GIVEN INSTRUCTION: Render each line of the listing below as an item in a numbered list, omitting any blank lines.

------ EXTRACTED ENTRIES

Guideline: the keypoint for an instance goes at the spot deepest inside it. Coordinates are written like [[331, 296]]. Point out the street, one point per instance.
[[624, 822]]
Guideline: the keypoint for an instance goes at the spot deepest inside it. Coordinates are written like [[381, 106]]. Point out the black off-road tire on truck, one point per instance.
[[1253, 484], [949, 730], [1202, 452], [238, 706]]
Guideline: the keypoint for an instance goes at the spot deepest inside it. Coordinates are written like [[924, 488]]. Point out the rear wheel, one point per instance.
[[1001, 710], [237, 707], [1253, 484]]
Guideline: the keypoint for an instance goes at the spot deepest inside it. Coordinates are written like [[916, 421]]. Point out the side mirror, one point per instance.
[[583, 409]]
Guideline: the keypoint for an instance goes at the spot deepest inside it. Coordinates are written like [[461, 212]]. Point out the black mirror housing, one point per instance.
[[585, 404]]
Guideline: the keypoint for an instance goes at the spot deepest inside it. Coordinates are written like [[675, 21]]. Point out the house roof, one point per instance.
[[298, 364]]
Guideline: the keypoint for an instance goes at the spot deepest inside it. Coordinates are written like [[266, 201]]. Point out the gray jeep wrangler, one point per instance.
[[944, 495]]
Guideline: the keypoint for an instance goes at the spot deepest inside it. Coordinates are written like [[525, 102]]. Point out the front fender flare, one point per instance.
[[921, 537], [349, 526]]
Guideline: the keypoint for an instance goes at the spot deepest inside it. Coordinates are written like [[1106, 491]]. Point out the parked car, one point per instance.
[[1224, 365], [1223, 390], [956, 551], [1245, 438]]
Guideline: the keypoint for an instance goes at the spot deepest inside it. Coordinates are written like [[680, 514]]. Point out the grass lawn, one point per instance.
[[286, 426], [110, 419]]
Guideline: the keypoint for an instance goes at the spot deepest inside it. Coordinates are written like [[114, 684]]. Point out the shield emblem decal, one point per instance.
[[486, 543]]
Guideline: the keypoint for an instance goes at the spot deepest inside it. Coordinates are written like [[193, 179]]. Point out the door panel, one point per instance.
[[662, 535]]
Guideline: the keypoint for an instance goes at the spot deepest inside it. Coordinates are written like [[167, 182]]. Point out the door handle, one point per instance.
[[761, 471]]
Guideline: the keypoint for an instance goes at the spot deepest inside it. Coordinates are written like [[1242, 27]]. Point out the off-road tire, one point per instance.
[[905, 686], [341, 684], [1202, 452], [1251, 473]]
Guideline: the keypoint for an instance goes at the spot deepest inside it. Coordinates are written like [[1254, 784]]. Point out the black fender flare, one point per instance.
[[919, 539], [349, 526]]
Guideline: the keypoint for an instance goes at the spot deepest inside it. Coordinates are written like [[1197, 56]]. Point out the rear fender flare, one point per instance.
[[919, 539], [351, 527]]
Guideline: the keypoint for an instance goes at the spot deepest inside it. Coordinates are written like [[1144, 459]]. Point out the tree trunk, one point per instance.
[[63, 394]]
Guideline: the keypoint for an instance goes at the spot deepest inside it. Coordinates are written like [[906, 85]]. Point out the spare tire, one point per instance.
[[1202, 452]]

------------

RESULT OF THE EXERCISE:
1. Guideline: the keypoint for an instance goes at the spot deepest inside it. Coordinates are written like [[331, 296]]. Point out the street, one point per instance.
2. [[624, 822]]
3. Guideline: the keypoint for an instance goes at the spot deepest inside it. Coordinates are written like [[381, 106]]. Point out the black off-road tire on truck, one point per instance.
4. [[1253, 484], [949, 730], [1202, 452], [238, 706]]
5. Guideline: the keypoint for an instance goes at the spot deepest inside it. Coordinates are written like [[924, 488]]. Point out the rear wheel, one point per instance.
6. [[1001, 710], [237, 707], [1253, 484]]
7. Guideline: the keypoint for an instance goes at the spot deepest inside it. Coordinates are written like [[916, 421]]. Point out the side mirror, one point per instance.
8. [[583, 409]]
9. Guideline: the keypoint for an instance goes at the spot deepest inside it. Coordinates are written like [[461, 212]]. Point out the black mirror housing, one point per instance.
10. [[585, 404]]
11. Guideline: the keypoint for an instance goes at the spot deepest inside it. Coordinates are written like [[675, 21]]. Point out the house roof, one point per instance.
12. [[298, 364]]
13. Guideline: the keypoint for an instance goes at the spot deepest inside it. Coordinates are written like [[266, 201]]. Point out the gray jeep wrangler, one point per instance.
14. [[944, 495]]
15. Guideline: the keypoint for an instance goes at the spot deepest inside it. Coordinates are written like [[525, 102]]. Point out the front fender flare, one point per instance.
16. [[921, 537], [349, 526]]
17. Guideline: the keypoint for an instance goes at the spot deepest inside it. Coordinates are written like [[1106, 491]]. Point out the parked car, one point per instance.
18. [[1224, 365], [1223, 390], [956, 551], [1245, 438]]
19. Guideline: the keypoint for an instance goes at the spot deepest inside it. Coordinates are written like [[680, 514]]. Point out the grass lawn, one point per instance.
20. [[286, 426], [110, 419]]
21. Guideline: the keypoint for an instance goes at the spot deepest inside it. Coordinates are written like [[114, 684]]. Point out the shield emblem decal, one point per instance.
22. [[486, 543]]
23. Guideline: the keypoint for an instance goes at the spot deepest inside it. Coordinates are written like [[193, 179]]. Point out the door panel, one point per instance.
24. [[662, 535]]
25. Guideline: the keypoint for an instance goes at the spot deepest inside it. Coordinates are written like [[167, 182]]. Point out the door handle, one point per instance.
26. [[761, 471]]
27. Guideline: the keypoint for an instance goes at the spot deepest inside it. Coordinates are written like [[1242, 27]]. Point out the off-road tire, one point per instance.
28. [[905, 686], [341, 684], [1202, 452], [1251, 473]]
29. Guideline: the keypoint for an instance goes at the spot deepest inside it. Coordinates are written like [[1254, 784]]. Point out the black fender flare, one point per instance.
30. [[919, 539], [349, 526]]
31. Guideline: the keypoint for an instance goes at the spot deepest inside it. Coordinates are written like [[1197, 56]]. Point out the rear fender flare, one point per instance.
32. [[919, 539], [351, 527]]
33. Guideline: the keypoint for an instance goes at the spot deepest inside it. Coordinates are written like [[1144, 459]]. Point out the tree trunk, one point per instance.
34. [[63, 394]]
35. Guideline: the keypoint for an instance goes at the spot deepest inside it. Coordinates are written like [[906, 85]]. Point out the spare tire, one point per instance.
36. [[1202, 452]]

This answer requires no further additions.